**Instruction:**
Would you restate all the data that follows, word for word?

**Named-object pointing records:**
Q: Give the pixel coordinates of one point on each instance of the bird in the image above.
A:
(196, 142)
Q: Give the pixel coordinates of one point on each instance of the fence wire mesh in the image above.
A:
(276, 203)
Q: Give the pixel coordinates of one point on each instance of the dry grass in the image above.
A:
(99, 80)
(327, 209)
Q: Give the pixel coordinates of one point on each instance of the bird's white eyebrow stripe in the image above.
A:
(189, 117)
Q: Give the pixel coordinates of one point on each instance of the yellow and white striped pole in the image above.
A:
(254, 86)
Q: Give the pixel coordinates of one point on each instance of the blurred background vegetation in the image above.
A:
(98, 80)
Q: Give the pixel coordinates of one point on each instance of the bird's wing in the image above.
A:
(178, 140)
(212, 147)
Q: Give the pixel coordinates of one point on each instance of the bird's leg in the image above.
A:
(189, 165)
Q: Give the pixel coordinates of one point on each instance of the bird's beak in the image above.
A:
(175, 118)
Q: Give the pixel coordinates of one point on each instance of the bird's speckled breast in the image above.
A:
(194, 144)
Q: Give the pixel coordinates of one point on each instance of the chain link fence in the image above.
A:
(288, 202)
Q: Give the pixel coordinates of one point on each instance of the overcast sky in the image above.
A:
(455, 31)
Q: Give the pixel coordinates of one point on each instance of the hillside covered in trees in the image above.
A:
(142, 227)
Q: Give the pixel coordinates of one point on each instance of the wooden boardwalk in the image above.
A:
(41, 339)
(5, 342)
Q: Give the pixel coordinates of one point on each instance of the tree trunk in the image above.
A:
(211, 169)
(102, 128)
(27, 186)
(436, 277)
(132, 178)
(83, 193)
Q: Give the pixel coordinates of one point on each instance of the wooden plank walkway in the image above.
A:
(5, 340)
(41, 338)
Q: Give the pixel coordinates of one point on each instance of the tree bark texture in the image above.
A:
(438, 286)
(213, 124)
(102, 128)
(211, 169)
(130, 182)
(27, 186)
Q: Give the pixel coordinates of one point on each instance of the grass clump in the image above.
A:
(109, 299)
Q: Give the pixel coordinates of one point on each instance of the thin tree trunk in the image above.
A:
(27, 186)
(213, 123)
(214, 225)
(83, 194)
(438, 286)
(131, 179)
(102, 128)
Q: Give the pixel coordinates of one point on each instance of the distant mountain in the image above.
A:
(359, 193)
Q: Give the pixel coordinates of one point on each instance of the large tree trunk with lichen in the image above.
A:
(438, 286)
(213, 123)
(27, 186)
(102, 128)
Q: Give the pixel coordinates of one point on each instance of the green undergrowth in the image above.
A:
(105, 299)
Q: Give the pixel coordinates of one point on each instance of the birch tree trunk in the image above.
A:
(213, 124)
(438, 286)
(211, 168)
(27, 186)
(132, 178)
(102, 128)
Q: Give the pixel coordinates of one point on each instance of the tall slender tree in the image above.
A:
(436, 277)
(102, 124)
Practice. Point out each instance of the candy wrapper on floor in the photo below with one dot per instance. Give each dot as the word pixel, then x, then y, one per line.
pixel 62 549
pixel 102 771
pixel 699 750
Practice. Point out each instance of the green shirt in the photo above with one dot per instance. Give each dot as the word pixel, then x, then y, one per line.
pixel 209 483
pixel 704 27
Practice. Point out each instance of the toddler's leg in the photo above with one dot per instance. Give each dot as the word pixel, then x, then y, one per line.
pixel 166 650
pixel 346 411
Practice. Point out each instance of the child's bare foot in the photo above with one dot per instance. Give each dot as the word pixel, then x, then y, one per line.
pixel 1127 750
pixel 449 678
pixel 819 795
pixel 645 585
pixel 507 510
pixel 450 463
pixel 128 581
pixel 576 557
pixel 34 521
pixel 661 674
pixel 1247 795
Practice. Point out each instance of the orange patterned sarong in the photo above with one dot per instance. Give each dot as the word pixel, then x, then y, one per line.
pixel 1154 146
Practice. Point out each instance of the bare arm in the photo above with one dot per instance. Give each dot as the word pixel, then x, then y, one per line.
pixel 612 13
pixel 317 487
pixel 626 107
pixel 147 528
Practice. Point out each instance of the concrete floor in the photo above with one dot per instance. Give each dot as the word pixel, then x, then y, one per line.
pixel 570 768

**Final result:**
Q: Give the pixel coordinates of one point on each instance of the bird in the image above.
A:
(196, 142)
Q: Give the pixel coordinates of one point on each instance of the fence wire mesh in the image above.
A:
(276, 203)
Q: Give the pixel coordinates of one point on each instance of the dry grass in the image above.
A:
(99, 80)
(327, 209)
Q: Give the pixel coordinates of one point on each instance of the bird's white eyebrow stripe in the image above.
A:
(189, 117)
Q: Give the pixel coordinates of one point on each instance of the yellow and white striped pole in the image above.
A:
(254, 86)
Q: Give the pixel coordinates of one point on each instance of the blurred background vegetation in the image above.
A:
(98, 80)
Q: Give the pixel coordinates of one point on each instance of the bird's wing in the image above.
A:
(178, 140)
(212, 147)
Q: Give the pixel coordinates of one point on each instance of the bird's leg in the image above.
A:
(189, 165)
Q: Give the pixel coordinates of one point on each instance of the bird's beak in the image above.
A:
(175, 118)
Q: Give the pixel coordinates of one point on each instance of the bird's speckled breast in the image above.
A:
(194, 144)
Q: Give the pixel coordinates of one point on each instance of the chain link fence in the image above.
A:
(288, 202)
Q: Give the pixel coordinates of one point on each instance of the overcast sky in the image above.
A:
(455, 31)
Q: Give the pixel coordinates of one point on each instance of the hillside covered in trees in the image above.
A:
(142, 227)
Q: Give the pixel coordinates of one point on each instance of the wooden boardwalk in the image above.
A:
(41, 339)
(5, 342)
Q: Give the pixel coordinates of one point on each instance of the tree trunk in the image above.
A:
(211, 169)
(102, 128)
(27, 186)
(436, 277)
(132, 178)
(83, 193)
Q: Give the pixel coordinates of one point on each instance of the wooden plank walkway in the image above.
A:
(5, 340)
(41, 338)
Q: Give the pixel coordinates of one point on each instance of the tree bark texture in the image above.
A:
(438, 286)
(213, 124)
(102, 128)
(211, 169)
(130, 182)
(27, 186)
Q: Give the pixel coordinates of one point on each instance of the grass clump in the image above.
A:
(109, 299)
Q: Give the pixel coordinates of one point on each instance of the thin tree trunk in the image above.
A:
(27, 186)
(213, 123)
(214, 225)
(83, 194)
(438, 286)
(131, 179)
(102, 128)
Q: Give the pixel coordinates of one point on each instance of the distant mountain in the image above.
A:
(359, 193)
Q: Give the pixel coordinates of one point on each instance of the large tree trunk with lichen in the image above.
A:
(438, 286)
(213, 123)
(27, 186)
(102, 128)
Q: Give the pixel coordinates of one point on each instance of the green undergrowth in the image above.
A:
(105, 299)
Q: Give the pixel coordinates of one point on each instance of the birch tree trunk in the image above.
A:
(213, 124)
(438, 286)
(211, 168)
(27, 186)
(132, 178)
(102, 128)
Q: Give the pixel coordinates of one point on each instance of the tall slender tree in the image above.
A:
(436, 277)
(102, 124)
Practice. Point out each instance of the candy wrapper on floor in the photo below with one dot per instance. Give each dot as the word pixel, then x, then y, one per line.
pixel 62 549
pixel 102 771
pixel 699 750
Practice. Point out each instance of the green shirt in the photo above with one dot per instance. Give each dot as the word pixel, then x, then y, one per line.
pixel 209 483
pixel 704 27
Practice. Point out each instance of the toddler's leg in the photo above with one dot per instance. Give each dot as the word pixel, then x, then y, one per line.
pixel 166 650
pixel 346 411
Practice. Point out each instance of the child's bare foot in the photo above with one dot per instance. Give each dot as the word pixel, then x, then y, one per line.
pixel 1127 750
pixel 449 678
pixel 819 795
pixel 645 585
pixel 507 510
pixel 450 463
pixel 128 581
pixel 576 557
pixel 34 521
pixel 661 674
pixel 1247 795
Practice. Point out each instance of the orange patterned sarong in the photo above with one dot per instance. Give each dot as the word pixel, then x, then y, one per line.
pixel 1154 146
Practice. Point out each instance of the bare arm in the photo above with one dot per instance. Give each dot as the word pixel, then x, then y, one per line.
pixel 612 13
pixel 317 487
pixel 626 107
pixel 147 528
Practice. Point out each instance of the concrete floor in the photo above with one dot per instance. Give each dot as the word pixel, then x, then y, one per line.
pixel 570 768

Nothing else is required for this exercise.